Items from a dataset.

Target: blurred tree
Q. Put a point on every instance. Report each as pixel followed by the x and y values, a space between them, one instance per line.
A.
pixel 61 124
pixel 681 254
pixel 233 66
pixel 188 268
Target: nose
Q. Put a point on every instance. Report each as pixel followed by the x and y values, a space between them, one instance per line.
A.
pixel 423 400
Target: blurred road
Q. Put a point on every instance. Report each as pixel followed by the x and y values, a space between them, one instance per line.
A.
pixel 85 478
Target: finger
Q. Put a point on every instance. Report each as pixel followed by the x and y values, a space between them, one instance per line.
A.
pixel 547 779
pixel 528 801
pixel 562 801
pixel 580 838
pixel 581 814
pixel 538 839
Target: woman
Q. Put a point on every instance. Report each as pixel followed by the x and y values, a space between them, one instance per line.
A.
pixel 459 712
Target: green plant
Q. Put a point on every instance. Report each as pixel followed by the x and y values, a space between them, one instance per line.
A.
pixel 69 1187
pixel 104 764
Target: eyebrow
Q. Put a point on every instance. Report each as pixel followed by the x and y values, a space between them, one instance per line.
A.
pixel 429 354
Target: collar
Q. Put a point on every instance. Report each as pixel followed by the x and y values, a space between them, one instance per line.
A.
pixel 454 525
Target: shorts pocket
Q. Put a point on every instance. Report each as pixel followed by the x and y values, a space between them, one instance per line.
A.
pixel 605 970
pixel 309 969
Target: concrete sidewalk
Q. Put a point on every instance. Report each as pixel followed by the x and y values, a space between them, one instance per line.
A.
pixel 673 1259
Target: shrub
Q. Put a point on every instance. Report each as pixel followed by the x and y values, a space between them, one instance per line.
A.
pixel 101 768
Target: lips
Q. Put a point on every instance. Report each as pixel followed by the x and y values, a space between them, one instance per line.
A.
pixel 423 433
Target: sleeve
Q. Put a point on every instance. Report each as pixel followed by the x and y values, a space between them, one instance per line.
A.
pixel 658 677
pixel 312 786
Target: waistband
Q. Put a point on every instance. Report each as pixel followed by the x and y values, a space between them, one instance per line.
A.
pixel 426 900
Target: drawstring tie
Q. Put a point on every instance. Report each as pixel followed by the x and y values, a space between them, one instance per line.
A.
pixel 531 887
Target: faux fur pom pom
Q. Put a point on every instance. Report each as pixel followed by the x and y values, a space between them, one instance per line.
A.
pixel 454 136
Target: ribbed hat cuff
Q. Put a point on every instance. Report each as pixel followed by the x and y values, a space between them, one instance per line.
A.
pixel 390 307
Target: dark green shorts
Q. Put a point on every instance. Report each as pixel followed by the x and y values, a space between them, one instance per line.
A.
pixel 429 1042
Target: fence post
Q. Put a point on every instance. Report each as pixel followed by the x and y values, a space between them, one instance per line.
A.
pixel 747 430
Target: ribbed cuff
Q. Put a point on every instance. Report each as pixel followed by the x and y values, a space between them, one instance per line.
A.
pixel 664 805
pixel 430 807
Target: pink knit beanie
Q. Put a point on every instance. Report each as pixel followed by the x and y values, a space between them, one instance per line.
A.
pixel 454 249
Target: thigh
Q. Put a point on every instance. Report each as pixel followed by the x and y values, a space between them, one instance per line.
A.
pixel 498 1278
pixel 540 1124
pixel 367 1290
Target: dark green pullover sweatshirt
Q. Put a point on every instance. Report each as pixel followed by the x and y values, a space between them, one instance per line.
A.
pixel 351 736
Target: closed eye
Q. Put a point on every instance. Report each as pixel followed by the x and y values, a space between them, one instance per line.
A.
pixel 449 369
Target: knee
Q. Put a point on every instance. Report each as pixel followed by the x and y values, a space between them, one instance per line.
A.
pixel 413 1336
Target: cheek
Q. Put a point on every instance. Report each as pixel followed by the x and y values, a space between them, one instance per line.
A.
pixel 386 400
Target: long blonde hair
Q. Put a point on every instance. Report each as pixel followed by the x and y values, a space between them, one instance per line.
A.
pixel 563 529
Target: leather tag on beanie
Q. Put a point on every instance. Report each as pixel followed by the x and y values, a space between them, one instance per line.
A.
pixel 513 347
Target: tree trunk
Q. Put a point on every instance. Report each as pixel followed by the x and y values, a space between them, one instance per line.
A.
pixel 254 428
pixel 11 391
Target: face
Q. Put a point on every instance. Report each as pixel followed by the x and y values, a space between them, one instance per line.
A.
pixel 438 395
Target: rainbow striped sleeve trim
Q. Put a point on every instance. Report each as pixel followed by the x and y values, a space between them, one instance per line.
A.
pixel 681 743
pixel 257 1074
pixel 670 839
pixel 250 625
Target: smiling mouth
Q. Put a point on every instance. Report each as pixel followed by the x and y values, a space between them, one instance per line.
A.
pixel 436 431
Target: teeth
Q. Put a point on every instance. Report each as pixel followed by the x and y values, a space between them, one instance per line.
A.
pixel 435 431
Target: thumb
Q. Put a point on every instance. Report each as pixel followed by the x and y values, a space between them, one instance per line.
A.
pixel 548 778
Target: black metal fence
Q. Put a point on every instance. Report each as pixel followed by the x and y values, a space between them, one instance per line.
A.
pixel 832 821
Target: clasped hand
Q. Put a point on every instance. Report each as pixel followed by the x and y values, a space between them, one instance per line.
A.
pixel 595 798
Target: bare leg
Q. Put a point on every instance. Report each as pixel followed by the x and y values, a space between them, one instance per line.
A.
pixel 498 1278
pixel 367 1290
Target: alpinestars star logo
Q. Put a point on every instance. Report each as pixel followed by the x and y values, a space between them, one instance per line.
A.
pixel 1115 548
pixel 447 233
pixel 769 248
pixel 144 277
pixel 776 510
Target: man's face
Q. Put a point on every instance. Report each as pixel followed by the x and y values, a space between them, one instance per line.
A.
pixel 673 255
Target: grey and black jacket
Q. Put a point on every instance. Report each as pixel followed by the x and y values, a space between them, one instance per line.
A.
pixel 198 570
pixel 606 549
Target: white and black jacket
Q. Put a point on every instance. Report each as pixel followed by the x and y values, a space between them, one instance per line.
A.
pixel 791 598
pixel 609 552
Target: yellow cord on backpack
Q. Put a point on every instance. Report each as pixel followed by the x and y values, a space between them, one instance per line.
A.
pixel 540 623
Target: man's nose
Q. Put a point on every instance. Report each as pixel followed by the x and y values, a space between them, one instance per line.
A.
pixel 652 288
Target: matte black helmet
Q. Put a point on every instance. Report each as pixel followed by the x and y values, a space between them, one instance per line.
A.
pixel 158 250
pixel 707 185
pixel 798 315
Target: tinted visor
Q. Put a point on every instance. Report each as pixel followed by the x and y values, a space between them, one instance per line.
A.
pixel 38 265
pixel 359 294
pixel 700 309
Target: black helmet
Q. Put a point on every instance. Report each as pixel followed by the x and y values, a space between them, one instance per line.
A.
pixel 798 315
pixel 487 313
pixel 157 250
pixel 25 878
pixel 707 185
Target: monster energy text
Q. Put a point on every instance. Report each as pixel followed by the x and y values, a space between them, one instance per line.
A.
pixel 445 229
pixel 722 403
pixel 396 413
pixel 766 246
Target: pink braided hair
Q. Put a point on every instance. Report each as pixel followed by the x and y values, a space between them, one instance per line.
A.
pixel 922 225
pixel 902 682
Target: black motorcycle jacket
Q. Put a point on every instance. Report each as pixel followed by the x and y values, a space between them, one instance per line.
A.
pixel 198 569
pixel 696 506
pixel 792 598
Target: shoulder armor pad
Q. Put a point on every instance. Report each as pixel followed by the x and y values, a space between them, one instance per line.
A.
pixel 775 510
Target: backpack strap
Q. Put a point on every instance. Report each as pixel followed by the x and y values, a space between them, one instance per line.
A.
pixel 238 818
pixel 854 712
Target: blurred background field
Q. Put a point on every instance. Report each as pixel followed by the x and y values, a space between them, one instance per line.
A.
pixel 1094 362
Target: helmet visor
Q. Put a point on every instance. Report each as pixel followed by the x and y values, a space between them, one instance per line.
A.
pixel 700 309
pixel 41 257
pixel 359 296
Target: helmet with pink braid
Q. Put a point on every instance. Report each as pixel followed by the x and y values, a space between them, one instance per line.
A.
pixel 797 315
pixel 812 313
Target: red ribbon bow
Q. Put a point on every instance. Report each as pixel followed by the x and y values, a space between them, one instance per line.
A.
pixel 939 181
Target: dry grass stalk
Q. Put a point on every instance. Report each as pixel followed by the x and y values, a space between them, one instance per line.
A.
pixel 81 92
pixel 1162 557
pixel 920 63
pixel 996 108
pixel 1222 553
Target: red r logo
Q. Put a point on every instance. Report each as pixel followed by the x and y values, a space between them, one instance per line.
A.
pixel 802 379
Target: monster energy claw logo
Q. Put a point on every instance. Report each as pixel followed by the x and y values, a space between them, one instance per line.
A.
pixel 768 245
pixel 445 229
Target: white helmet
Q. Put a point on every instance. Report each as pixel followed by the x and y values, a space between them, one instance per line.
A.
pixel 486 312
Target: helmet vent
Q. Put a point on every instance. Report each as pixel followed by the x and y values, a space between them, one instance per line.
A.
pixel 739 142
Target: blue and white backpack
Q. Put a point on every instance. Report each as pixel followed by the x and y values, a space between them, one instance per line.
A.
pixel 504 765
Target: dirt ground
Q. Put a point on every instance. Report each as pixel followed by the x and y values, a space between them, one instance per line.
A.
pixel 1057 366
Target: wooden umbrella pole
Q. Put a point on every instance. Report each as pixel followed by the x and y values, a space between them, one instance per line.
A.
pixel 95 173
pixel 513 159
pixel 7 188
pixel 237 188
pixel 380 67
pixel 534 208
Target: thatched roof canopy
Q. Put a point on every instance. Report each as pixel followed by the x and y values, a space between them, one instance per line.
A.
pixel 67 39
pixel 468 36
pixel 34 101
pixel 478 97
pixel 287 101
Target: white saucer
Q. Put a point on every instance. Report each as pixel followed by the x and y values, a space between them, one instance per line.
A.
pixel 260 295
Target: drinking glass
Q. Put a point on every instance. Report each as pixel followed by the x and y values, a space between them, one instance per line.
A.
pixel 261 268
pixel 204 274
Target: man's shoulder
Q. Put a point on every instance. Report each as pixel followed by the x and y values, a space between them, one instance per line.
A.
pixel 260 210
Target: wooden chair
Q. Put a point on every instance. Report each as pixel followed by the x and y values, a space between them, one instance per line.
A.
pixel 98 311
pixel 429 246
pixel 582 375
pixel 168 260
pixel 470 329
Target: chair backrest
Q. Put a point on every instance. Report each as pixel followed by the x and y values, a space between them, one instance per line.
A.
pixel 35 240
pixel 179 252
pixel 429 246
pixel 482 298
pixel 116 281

Assigned task.
For the string "logo", give the number of lines in the data that contain it, and only that number.

Task answer.
3